:: Source records ::

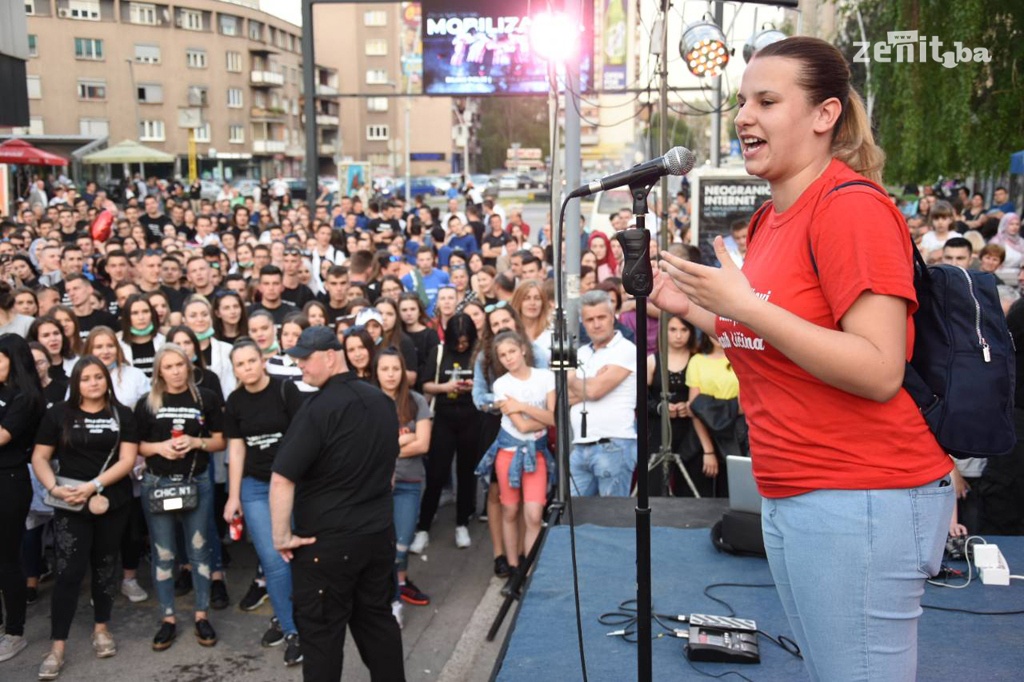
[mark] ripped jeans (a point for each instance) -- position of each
(196, 524)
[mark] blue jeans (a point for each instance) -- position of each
(603, 468)
(407, 511)
(850, 567)
(256, 508)
(196, 526)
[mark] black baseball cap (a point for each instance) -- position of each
(313, 339)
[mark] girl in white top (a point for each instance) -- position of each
(526, 397)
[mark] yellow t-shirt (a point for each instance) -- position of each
(714, 376)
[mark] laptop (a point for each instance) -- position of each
(743, 494)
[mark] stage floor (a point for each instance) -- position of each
(543, 644)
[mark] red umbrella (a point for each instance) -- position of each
(20, 153)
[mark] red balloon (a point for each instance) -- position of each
(100, 228)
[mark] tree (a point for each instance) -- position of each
(504, 120)
(957, 116)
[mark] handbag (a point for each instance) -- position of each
(98, 504)
(176, 497)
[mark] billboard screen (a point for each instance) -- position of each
(475, 47)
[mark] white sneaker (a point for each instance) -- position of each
(420, 542)
(462, 540)
(11, 645)
(131, 589)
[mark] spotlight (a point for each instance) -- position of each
(761, 39)
(702, 46)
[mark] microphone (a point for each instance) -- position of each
(678, 161)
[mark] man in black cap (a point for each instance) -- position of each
(334, 469)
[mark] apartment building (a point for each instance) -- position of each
(122, 69)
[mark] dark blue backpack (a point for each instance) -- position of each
(963, 369)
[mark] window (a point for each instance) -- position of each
(88, 48)
(196, 58)
(94, 127)
(202, 133)
(150, 93)
(35, 87)
(376, 47)
(139, 12)
(147, 53)
(189, 19)
(375, 17)
(152, 131)
(84, 9)
(229, 25)
(91, 88)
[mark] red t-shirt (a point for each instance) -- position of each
(806, 435)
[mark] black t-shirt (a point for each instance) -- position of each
(94, 320)
(425, 342)
(495, 242)
(93, 436)
(196, 418)
(142, 355)
(154, 227)
(449, 372)
(340, 451)
(261, 420)
(279, 312)
(19, 418)
(299, 296)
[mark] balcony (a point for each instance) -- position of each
(268, 146)
(267, 79)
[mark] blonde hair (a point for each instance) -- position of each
(159, 387)
(824, 74)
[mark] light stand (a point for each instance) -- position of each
(638, 280)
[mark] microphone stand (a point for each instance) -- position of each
(638, 280)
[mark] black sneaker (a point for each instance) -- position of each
(254, 597)
(502, 568)
(218, 595)
(293, 653)
(165, 636)
(205, 633)
(273, 636)
(182, 585)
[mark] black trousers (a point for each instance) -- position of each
(347, 582)
(455, 433)
(15, 496)
(82, 541)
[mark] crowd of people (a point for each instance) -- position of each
(151, 368)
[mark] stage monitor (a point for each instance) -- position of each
(477, 47)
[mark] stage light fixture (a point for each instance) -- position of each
(761, 39)
(702, 47)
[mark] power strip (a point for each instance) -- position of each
(991, 564)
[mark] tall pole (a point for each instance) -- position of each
(572, 156)
(309, 102)
(716, 118)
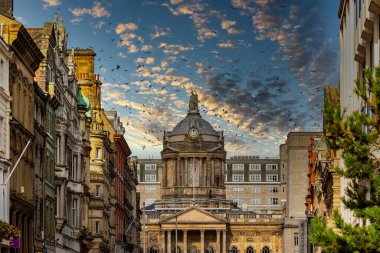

:::

** Task instructions **
Please retype the lines of the records starting at the line that contains "[mark] power strip" and ending at the end of the records, leaving out any pictures.

** Output for this exercise **
[mark] power strip (a point for each instance) -- position of each
(991, 564)
[mark] tall pole (a point for each instance) -- position of each
(572, 156)
(309, 102)
(716, 118)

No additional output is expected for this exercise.